## Text provided

>> BEGIN

This Wide Human Stream
Getting everything done before I catch a flight to California to go on retreat appears to be taking quite a bit longer than I had expected, so I won’t be posting again until sometime after I get back. (I return late on Aug 30.)
Usually before going on retreat, I leave you with a selection from my favorite inner travelogue, Invisible Cities, by Italo Calvino. This time I’d like to offer something similar, but different — from Flights, by Olga Tokarczuk, which won the Man Booker Prize this year and was just released today:
The Bodhi Tree
I met a person from China. He was telling me about the first time he flew to India on business; he had lots and lots of important individual and group meetings. His company produced quite complicated electronic devices allowing blood to be conserved longer-term, and allowing organs to be safely transported, and now he was negotiating to open up new markets and start some Indian subsidiaries.
On his final evening there he mentioned to his Indian contractor that he had dreamed since childhood of seeing the tree under which the Buddha had attained enlightenment — the Bodhi tree. He came from a Buddhist family, although at that time there could be no public mention of religion in the People’s China. But later, once they could avow whatever faith they wished, his parents unexpectedly converted to Christianity, a Far Eastern variety of Protestantism. They felt that the Christian God might come in handier to His followers, that He would be, let’s be honest, more effective, and it would be easier with Him to get some money and get set up. But this man did not share that view and kept the Buddhist faith of his ancestors.
The Indian contractor understood the man’s desire. He nodded and topped off his Chinese colleague’s drink.
In the end they all got pleasantly inebriated, getting out all the tensions of signing contracts and negotiations. With the last of their strength, wobbling on swaying legs, they went into the hotel sauna to sober up, since in the morning they still had work to do.
The following morning a message was delivered to his room — a little note with just one word: “Surprise.” Clipped to it the business card of his contractor. In front of the hotel stood a taxi, which now conveyed him to a waiting helicopter. After a flight of less than an hour the man found himself in the sacred spot where, beneath a great fig tree, the Buddha had attained enlightenment.

>> END

## Provided data
>> BEGIN

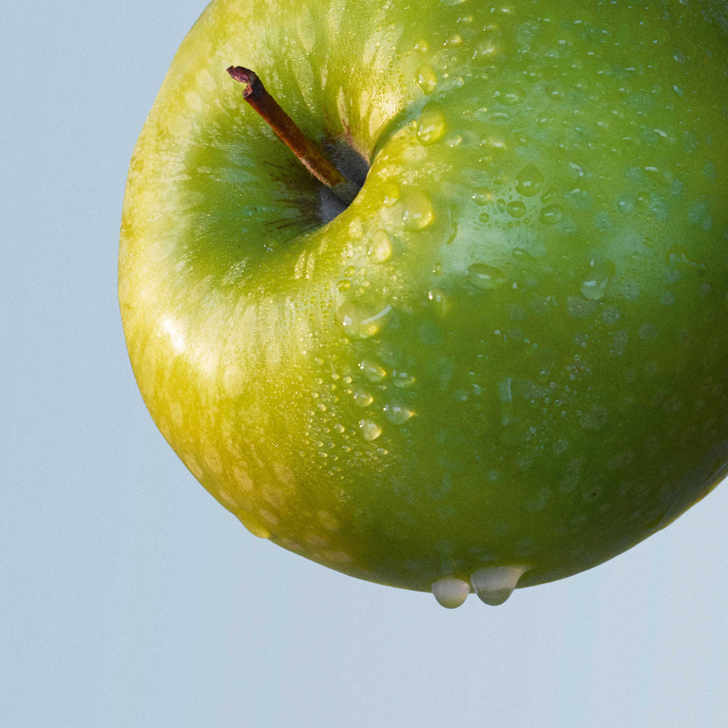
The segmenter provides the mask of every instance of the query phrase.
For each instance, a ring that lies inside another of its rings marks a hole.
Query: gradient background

>> END

## Requests
• a. In the text provided, what single word was written on the note delivered to the man's hotel room?
• b. Please output the stretch of the text provided from "The Indian contractor" through "work to do.", copied word for word.

## Results of the tasks
• a. "Surprise."

• b.
The Indian contractor understood the man’s desire. He nodded and topped off his Chinese colleague’s drink.
In the end they all got pleasantly inebriated, getting out all the tensions of signing contracts and negotiations. With the last of their strength, wobbling on swaying legs, they went into the hotel sauna to sober up, since in the morning they still had work to do.